-- Available data follows --
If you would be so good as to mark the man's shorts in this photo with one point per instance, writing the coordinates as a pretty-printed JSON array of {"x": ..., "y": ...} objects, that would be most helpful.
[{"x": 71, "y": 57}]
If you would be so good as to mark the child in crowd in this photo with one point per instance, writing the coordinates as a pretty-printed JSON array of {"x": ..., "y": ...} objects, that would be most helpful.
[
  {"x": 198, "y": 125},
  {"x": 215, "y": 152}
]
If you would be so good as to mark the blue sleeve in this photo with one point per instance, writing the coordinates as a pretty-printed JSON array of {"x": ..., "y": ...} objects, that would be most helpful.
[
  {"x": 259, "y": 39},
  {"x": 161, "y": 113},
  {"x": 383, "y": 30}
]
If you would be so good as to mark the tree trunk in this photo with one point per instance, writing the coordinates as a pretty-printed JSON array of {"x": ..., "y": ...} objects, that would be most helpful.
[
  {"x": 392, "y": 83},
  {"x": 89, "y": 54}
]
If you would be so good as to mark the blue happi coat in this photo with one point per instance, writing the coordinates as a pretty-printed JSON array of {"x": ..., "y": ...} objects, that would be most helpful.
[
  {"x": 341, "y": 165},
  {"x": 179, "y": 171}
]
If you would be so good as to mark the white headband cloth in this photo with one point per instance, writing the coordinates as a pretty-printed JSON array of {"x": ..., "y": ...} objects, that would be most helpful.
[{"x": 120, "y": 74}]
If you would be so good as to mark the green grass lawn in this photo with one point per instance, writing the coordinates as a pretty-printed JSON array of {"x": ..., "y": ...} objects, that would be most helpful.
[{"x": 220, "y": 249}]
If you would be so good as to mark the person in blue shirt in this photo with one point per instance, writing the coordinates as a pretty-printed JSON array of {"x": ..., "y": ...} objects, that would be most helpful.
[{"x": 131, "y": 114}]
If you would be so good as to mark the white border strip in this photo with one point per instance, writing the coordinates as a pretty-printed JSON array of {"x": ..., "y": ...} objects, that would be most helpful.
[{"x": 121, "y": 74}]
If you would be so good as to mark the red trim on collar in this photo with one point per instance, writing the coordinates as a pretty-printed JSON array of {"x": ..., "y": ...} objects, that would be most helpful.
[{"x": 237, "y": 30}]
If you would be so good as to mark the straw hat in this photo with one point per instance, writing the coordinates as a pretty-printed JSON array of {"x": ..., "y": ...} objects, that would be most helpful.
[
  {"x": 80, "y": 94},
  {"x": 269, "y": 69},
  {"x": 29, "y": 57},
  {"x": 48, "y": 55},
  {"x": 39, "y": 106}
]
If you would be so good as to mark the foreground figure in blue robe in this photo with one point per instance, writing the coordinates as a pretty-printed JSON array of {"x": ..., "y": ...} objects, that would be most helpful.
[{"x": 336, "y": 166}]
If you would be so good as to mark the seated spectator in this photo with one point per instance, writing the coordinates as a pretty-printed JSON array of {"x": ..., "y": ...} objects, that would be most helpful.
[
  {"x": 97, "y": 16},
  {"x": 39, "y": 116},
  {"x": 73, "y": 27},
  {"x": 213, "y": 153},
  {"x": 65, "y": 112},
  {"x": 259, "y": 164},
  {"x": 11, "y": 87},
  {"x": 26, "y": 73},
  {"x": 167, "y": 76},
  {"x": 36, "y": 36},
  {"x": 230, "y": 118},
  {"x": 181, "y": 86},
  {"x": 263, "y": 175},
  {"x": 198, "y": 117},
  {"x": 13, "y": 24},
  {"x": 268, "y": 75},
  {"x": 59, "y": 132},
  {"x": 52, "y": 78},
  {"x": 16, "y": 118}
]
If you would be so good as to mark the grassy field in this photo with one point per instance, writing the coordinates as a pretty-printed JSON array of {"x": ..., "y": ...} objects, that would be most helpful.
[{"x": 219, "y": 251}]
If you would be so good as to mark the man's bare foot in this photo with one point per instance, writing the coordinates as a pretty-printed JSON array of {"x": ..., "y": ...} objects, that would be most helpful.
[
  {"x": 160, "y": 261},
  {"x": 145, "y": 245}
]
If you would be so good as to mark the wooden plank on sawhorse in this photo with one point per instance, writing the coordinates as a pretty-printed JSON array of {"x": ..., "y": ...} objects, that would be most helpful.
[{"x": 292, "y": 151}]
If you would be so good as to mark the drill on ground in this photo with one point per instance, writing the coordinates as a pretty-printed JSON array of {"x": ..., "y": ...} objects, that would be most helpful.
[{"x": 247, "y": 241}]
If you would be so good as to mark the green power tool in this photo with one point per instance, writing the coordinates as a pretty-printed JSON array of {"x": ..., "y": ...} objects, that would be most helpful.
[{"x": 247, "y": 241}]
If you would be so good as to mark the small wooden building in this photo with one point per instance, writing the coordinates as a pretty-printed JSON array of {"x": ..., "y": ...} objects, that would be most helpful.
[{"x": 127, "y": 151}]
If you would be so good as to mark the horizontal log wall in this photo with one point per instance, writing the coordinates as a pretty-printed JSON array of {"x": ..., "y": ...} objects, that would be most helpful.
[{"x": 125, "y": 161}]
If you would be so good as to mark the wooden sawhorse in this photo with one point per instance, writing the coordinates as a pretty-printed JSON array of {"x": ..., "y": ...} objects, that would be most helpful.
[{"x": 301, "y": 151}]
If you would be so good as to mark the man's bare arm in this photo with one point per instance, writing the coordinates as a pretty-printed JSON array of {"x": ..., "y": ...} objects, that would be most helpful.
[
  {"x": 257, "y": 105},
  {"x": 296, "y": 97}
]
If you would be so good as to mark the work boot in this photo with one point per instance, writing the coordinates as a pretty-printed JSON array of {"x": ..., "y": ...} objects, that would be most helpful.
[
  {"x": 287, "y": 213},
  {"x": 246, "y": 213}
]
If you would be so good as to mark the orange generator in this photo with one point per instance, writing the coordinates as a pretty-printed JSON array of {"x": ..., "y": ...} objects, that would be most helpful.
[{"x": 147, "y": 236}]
-- Available data concluded --
What you need to do.
Reproduce the data exactly, omitting nothing.

Exercise result.
If you would be so good as to mark the man's shorts in this photo with one point per instance, writing the coordinates as a pretty-printed JSON array of {"x": ..., "y": ...} objects, that would be most helpful.
[{"x": 71, "y": 57}]
If you would be so good as to mark the child in crowd in this photo with one point per instance, writing the coordinates as a pretty-printed JSON array of {"x": ..., "y": ...} objects, that would be most helpful.
[
  {"x": 198, "y": 125},
  {"x": 215, "y": 152}
]
If you would be so good as to mark the blue sleeve in this photo with one point per instance, writing the coordinates as a pretty-printed JSON array of {"x": ..., "y": ...} objects, that would be most helpful.
[
  {"x": 259, "y": 39},
  {"x": 161, "y": 113},
  {"x": 383, "y": 30}
]
If you would be so good as to mark the tree trunk in this photo with one point per instance, writing the coordinates as a pretty-printed JSON array of {"x": ..., "y": ...} objects, that would be most helpful.
[
  {"x": 392, "y": 83},
  {"x": 89, "y": 54}
]
If you would be so good as to mark the blue happi coat in this photo with one point per instance, writing the coordinates as a pretty-printed JSON array of {"x": ..., "y": ...} objects, that would be most helpful.
[
  {"x": 341, "y": 165},
  {"x": 179, "y": 171}
]
If you would be so good as to mark the white headband cloth in this photo with one point per instance, writing the coordinates as a pretty-printed JSON array of {"x": ..., "y": ...} objects, that would be most helpful.
[{"x": 120, "y": 74}]
If you would be so good as to mark the green grass lawn in this photo with one point per instance, writing the coordinates as a pretty-printed JSON array of {"x": ..., "y": ...} objects, that would be most helpful.
[{"x": 220, "y": 249}]
If you would be so good as to mark the person in blue shirt in this photo with one point per instance, writing the coordinates as a pretty-printed JSON array of {"x": ..., "y": ...} objects, that would be most helpful.
[{"x": 131, "y": 114}]
If you would be so good as to mark the white border strip in this photo with one point per instance, writing the coordinates as a pretty-printed JSON array of {"x": ..., "y": ...} objects, that would be most helpful.
[{"x": 121, "y": 74}]
If you would be so good as to mark the red trim on collar in this photo with one point per instance, writing the coordinates as a pretty-printed JSON array of {"x": ..., "y": ...} objects, that would be most helpful.
[{"x": 237, "y": 30}]
If you would be so good as to mark the straw hat in this photo with one point per instance, writing the coordinates as a pretty-printed JSON array of {"x": ..., "y": ...} objects, that would be most helpful.
[
  {"x": 80, "y": 94},
  {"x": 269, "y": 69},
  {"x": 29, "y": 57},
  {"x": 48, "y": 55},
  {"x": 39, "y": 106}
]
If you would be so good as to mark the foreground figure in blue robe in this photo with one point per instance, writing the coordinates as a pretty-printed JSON array of {"x": ..., "y": ...} objects, that would be most helpful.
[{"x": 336, "y": 166}]
If you would be so good as to mark the seated spectator in this photo with one point per instance, writing the coordinates as a pretty-printed JSON array of {"x": ..., "y": ...} objects, that would be most helpful.
[
  {"x": 97, "y": 16},
  {"x": 39, "y": 116},
  {"x": 73, "y": 27},
  {"x": 213, "y": 153},
  {"x": 65, "y": 112},
  {"x": 259, "y": 164},
  {"x": 11, "y": 87},
  {"x": 26, "y": 73},
  {"x": 167, "y": 76},
  {"x": 36, "y": 36},
  {"x": 230, "y": 118},
  {"x": 181, "y": 86},
  {"x": 263, "y": 175},
  {"x": 198, "y": 117},
  {"x": 13, "y": 24},
  {"x": 268, "y": 75},
  {"x": 59, "y": 132},
  {"x": 52, "y": 78},
  {"x": 16, "y": 118}
]
If you would be so good as to mark the grassy field in this photo with one point per instance, writing the coordinates as a pretty-printed JSON array of {"x": ..., "y": ...} objects, that would be most helpful.
[{"x": 219, "y": 251}]
If you would be so good as to mark the man's bare foot in this photo with one point per instance, writing the coordinates as a pretty-printed JSON array of {"x": ..., "y": ...} objects, that would be most helpful.
[
  {"x": 160, "y": 261},
  {"x": 145, "y": 245}
]
If you would be so good as to mark the wooden plank on sawhorse in this photo with one point per instance, writing the coordinates as a pretty-printed JSON array of {"x": ..., "y": ...} objects, that would be most helpful.
[{"x": 292, "y": 151}]
If you would be so good as to mark the drill on ground in this photo with one point per instance, writing the coordinates as a pretty-printed JSON array of {"x": ..., "y": ...} objects, that would be most helpful.
[{"x": 247, "y": 241}]
If you would be so good as to mark the green power tool in this photo with one point per instance, writing the coordinates as a pretty-printed JSON array of {"x": ..., "y": ...} objects, that would be most helpful.
[{"x": 247, "y": 241}]
If you would be so good as to mark the small wooden building in this photo with one point per instance, writing the coordinates as a pretty-printed JSON array of {"x": ..., "y": ...} objects, that would be most helpful.
[{"x": 127, "y": 151}]
If you would be so good as to mark the horizontal log wall in this photo with one point per instance, writing the coordinates as a pretty-printed JSON array of {"x": ..., "y": ...} objects, that would be most helpful.
[{"x": 125, "y": 161}]
If you would be so good as to mark the wooden sawhorse in this photo with one point per instance, writing the coordinates as a pretty-printed JSON array of {"x": ..., "y": ...} objects, that would be most helpful.
[{"x": 301, "y": 151}]
If you would be so good as to mark the man's bare arm in this photo with one point per instance, writing the coordinates as a pretty-printed JSON array of {"x": ..., "y": ...} objects, that would be most helpful.
[
  {"x": 257, "y": 105},
  {"x": 296, "y": 97}
]
If you would be so good as to mark the work boot in this photo with one point per instance, writing the coordinates as a pretty-printed JSON array of {"x": ..., "y": ...} objects, that would be most helpful.
[
  {"x": 287, "y": 213},
  {"x": 246, "y": 213}
]
If you would be so good as to mark the orange generator in this photo with one point per instance, writing the coordinates as a pretty-printed JSON array of {"x": ..., "y": ...} objects, that would be most helpful.
[{"x": 147, "y": 236}]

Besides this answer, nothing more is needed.